* Data for the task
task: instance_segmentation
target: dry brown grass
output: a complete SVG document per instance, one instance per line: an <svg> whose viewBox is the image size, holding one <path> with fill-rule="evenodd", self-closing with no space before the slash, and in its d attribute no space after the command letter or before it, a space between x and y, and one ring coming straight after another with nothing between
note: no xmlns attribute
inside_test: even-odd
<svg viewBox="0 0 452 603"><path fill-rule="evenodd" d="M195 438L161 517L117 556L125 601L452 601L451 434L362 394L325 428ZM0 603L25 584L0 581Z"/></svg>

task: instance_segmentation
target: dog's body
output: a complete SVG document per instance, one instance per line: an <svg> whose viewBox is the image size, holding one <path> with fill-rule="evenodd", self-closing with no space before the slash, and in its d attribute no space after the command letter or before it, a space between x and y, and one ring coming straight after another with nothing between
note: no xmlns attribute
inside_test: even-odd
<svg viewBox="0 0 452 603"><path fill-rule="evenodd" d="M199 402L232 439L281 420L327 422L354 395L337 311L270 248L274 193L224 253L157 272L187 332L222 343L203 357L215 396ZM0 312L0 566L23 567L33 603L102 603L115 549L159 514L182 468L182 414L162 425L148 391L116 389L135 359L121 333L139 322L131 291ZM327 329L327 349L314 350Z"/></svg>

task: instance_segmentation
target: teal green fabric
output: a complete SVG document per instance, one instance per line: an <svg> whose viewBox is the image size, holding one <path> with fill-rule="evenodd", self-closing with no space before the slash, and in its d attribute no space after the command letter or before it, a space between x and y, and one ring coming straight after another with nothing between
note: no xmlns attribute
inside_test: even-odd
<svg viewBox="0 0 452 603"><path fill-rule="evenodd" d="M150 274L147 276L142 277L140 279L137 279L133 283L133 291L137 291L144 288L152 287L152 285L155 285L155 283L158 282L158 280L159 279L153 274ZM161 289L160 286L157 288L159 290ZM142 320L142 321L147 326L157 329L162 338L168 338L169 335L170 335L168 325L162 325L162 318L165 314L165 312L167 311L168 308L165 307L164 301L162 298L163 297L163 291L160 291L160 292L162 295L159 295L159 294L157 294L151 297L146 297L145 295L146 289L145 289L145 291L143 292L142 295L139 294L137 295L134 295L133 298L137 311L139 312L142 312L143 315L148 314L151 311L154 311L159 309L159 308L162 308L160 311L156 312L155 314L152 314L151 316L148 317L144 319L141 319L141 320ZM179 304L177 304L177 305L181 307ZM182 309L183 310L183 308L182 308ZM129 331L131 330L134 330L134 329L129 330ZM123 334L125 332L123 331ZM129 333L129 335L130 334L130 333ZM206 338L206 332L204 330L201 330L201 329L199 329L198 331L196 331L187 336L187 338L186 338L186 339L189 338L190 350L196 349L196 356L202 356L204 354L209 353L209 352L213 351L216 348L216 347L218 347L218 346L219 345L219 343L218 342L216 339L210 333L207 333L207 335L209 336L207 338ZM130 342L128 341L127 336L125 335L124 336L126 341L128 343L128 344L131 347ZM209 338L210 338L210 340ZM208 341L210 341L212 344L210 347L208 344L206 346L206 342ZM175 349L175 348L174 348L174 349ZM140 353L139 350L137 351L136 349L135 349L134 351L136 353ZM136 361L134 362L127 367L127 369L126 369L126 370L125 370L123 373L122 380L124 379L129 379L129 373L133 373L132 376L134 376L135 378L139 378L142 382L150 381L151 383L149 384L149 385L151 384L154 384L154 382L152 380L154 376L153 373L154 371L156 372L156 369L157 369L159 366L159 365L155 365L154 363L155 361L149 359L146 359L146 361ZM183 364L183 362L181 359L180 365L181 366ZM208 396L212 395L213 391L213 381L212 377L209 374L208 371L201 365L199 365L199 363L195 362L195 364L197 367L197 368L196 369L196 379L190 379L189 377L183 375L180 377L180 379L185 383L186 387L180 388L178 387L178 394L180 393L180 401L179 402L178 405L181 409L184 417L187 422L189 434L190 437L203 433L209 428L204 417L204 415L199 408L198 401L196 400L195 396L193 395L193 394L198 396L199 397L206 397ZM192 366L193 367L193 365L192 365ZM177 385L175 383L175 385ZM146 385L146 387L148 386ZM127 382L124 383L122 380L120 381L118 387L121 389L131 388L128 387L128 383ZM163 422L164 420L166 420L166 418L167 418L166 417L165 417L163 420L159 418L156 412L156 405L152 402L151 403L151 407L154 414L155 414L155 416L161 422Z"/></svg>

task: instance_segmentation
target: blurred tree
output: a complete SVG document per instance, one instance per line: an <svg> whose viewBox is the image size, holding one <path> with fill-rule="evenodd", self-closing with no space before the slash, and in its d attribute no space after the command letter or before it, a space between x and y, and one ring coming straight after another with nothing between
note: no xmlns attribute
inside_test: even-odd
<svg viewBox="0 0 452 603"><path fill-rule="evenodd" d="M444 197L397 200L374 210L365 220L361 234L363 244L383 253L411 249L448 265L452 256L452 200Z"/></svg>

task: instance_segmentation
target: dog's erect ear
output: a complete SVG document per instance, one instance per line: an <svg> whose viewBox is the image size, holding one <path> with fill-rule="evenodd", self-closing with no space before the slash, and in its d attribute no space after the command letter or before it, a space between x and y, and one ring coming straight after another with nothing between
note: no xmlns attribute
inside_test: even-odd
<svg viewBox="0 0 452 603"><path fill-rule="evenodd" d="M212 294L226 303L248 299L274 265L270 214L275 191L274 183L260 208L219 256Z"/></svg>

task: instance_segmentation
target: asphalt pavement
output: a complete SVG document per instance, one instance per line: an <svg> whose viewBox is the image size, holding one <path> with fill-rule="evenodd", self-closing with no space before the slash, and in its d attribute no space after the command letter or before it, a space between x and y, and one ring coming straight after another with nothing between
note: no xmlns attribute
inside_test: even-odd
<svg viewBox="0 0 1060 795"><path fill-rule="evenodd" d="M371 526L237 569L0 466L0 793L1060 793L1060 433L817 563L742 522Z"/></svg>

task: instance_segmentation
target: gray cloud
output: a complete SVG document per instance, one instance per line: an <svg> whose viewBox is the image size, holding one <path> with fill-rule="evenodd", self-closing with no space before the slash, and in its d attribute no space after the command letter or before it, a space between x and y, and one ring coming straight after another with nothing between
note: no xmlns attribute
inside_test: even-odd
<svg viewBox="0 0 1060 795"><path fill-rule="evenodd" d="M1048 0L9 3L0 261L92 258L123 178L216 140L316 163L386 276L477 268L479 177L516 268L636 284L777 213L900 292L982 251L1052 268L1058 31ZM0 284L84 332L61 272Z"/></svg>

...

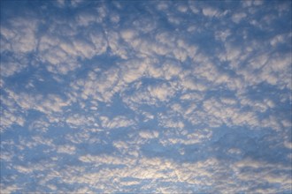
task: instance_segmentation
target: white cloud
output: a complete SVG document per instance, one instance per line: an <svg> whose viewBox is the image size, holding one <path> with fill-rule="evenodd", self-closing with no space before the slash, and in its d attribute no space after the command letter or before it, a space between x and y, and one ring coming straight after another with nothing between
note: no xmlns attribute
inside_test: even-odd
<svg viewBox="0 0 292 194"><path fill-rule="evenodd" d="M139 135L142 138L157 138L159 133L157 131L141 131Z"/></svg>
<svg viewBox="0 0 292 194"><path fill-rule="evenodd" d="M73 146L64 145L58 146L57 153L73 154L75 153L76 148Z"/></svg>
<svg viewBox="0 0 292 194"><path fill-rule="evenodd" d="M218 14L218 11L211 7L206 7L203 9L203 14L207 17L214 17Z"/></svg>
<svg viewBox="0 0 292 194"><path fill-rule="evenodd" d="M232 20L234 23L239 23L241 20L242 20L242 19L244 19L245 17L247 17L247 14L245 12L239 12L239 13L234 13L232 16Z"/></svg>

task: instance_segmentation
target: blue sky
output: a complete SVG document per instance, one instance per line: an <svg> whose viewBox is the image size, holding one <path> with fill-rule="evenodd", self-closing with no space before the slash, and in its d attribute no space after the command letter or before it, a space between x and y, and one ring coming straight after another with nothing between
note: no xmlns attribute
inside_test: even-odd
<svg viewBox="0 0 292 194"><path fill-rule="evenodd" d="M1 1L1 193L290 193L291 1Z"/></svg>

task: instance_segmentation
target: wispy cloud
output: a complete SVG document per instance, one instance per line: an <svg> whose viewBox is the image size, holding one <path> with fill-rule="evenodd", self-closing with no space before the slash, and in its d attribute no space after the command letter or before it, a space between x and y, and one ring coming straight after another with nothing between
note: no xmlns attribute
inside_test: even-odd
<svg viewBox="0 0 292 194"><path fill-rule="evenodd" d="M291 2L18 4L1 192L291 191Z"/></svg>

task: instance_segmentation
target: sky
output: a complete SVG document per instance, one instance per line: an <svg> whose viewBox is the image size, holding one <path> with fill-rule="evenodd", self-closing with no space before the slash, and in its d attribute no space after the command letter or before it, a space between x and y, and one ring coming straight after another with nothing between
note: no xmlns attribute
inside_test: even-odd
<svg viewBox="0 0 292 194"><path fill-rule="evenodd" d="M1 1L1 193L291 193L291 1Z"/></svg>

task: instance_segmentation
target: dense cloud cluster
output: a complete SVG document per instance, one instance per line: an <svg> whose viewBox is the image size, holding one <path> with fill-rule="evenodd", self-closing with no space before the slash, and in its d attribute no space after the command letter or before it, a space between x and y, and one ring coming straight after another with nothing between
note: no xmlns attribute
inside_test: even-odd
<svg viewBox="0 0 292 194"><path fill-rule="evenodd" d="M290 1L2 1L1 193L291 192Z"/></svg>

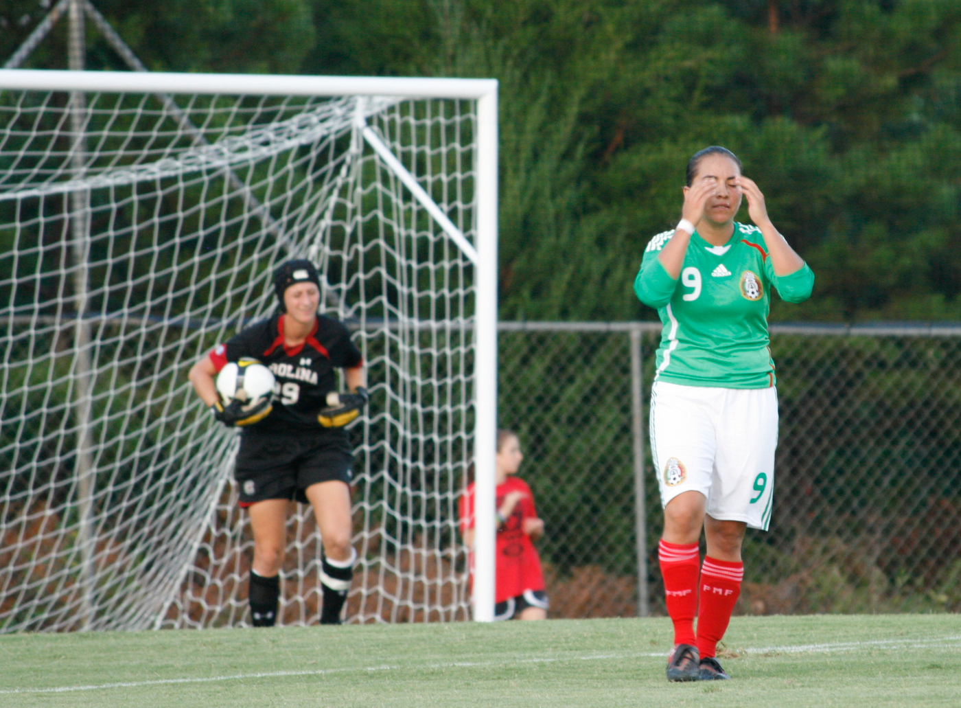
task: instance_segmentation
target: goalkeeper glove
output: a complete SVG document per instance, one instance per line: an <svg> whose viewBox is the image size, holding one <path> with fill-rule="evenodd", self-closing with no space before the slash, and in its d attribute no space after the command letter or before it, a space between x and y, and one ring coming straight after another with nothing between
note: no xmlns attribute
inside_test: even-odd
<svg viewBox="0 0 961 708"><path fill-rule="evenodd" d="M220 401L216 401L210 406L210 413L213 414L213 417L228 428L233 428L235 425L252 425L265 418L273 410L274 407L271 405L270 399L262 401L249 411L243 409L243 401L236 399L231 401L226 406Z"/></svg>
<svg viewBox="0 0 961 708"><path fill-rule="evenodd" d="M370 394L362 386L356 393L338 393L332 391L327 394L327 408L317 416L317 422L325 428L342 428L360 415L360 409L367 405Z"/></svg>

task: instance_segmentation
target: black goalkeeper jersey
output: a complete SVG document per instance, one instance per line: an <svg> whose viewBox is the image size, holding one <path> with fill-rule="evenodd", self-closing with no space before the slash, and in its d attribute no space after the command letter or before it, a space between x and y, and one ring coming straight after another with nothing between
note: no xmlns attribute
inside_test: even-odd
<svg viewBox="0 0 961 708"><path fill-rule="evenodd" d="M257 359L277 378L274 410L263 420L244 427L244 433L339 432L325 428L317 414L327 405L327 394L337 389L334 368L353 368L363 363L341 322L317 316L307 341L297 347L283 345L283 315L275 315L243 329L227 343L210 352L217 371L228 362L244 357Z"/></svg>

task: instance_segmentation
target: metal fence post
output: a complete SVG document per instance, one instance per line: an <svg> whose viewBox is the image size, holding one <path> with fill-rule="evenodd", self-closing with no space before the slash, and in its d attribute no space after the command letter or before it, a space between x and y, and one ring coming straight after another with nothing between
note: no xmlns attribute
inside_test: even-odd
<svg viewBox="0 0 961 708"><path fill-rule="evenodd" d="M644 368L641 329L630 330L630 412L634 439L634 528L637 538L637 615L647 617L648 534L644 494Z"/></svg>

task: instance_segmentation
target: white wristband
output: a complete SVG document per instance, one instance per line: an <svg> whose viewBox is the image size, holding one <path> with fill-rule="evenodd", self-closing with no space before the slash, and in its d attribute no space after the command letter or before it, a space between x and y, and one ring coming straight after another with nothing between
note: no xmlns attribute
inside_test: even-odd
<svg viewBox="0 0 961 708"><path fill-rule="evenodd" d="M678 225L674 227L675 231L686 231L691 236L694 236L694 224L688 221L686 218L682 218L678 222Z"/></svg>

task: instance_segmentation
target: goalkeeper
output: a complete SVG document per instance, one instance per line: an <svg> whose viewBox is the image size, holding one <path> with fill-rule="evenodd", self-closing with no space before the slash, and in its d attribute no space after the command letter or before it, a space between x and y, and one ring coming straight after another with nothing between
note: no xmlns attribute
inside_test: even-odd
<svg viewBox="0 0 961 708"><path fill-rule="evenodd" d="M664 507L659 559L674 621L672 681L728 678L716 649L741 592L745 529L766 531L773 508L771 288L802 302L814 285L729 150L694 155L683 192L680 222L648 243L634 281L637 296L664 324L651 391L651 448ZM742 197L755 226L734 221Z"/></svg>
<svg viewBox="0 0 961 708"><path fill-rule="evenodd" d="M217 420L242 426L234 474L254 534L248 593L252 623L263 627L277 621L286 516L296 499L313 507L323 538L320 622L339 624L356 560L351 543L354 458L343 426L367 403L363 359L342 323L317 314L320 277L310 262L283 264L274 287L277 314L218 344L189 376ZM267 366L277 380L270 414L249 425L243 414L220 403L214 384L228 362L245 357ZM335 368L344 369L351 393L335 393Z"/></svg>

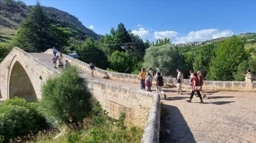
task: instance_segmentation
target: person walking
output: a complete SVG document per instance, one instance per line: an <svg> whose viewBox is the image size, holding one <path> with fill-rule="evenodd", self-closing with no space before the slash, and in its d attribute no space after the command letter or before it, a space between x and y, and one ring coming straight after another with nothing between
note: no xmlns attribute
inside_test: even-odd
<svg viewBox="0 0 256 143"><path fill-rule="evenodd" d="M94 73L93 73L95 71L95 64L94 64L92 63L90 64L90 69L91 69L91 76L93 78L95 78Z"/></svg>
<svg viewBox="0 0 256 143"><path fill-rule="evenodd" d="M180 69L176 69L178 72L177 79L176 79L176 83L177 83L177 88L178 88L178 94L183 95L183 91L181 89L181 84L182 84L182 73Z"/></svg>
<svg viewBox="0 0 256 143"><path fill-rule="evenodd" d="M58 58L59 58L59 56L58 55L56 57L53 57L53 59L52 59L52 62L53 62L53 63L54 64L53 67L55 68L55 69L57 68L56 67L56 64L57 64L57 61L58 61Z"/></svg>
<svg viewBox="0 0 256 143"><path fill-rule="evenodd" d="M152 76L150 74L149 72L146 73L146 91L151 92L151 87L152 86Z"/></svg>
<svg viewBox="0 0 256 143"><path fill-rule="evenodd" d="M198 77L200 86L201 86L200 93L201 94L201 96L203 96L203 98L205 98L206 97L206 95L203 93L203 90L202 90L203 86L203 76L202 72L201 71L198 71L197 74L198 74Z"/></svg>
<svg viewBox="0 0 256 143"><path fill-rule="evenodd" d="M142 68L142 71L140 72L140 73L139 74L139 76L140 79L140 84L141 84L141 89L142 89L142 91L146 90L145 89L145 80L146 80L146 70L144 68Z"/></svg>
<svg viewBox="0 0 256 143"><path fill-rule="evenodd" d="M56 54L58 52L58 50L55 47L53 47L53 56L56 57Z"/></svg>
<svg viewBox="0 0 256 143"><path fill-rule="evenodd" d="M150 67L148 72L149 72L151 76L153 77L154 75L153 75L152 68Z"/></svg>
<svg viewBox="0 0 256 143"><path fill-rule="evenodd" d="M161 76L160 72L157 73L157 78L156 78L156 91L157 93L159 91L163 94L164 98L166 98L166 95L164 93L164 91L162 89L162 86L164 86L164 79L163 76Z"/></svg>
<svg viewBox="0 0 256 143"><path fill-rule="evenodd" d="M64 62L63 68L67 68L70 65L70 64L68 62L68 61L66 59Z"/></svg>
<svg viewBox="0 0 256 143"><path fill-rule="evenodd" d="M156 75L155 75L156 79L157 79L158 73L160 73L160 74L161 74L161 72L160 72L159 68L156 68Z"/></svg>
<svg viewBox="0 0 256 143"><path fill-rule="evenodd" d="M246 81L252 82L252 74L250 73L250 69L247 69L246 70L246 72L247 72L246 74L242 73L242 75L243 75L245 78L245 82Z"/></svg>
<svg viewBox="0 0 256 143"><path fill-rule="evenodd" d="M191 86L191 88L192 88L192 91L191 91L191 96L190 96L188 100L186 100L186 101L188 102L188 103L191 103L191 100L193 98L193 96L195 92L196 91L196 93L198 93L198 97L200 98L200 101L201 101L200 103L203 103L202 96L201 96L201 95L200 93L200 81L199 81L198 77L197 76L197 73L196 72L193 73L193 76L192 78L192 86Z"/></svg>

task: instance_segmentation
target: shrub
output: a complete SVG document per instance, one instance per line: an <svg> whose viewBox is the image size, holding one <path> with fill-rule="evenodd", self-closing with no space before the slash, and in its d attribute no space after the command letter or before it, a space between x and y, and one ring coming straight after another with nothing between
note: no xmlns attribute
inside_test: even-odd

==

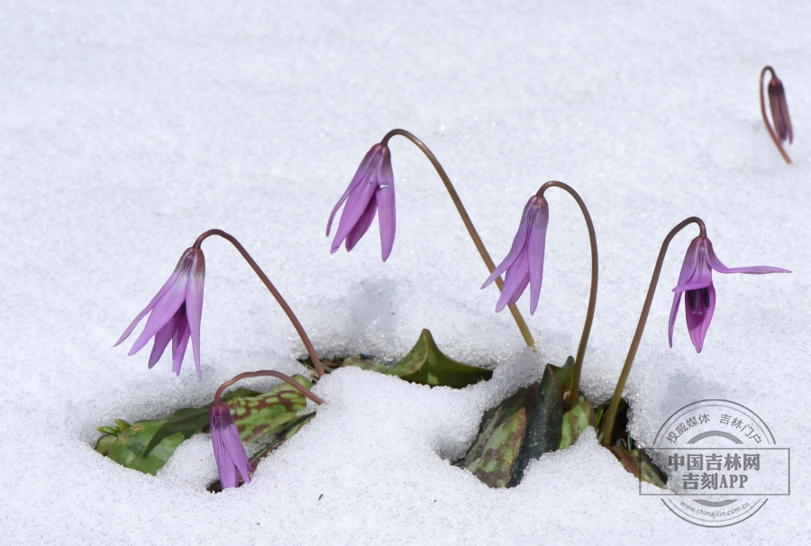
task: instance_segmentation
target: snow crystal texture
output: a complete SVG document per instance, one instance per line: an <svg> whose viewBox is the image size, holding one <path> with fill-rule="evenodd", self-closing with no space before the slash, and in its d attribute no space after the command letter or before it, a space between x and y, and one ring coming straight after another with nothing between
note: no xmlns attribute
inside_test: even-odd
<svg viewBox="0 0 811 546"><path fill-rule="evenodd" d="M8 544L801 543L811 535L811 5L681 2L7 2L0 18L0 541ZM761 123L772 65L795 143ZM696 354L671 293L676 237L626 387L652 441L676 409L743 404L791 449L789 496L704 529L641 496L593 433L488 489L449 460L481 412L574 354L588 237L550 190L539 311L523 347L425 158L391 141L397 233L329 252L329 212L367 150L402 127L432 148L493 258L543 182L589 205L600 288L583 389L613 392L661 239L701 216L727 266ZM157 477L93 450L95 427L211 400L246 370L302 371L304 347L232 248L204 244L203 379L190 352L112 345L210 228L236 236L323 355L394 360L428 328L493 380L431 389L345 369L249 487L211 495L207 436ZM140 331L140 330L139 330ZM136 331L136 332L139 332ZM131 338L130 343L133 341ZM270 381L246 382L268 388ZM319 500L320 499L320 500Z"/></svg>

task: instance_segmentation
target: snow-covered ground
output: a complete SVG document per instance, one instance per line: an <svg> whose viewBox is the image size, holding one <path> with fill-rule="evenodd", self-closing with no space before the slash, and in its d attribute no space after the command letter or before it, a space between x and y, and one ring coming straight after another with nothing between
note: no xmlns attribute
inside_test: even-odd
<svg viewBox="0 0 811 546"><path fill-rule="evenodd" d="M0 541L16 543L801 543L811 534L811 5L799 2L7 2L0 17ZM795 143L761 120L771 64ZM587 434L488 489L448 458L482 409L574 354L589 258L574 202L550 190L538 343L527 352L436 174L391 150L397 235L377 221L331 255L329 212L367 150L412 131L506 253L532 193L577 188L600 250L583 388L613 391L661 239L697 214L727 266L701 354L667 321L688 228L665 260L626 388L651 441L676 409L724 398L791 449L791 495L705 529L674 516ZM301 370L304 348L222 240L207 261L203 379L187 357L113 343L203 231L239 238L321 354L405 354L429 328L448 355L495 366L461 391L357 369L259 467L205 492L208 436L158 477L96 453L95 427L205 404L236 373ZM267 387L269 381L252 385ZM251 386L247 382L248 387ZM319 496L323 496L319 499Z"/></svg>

* The request
From the rows above, extract every line that contains the string "white". Matching is case-sensitive.

* Exercise solution
target: white cloud
target: white wristband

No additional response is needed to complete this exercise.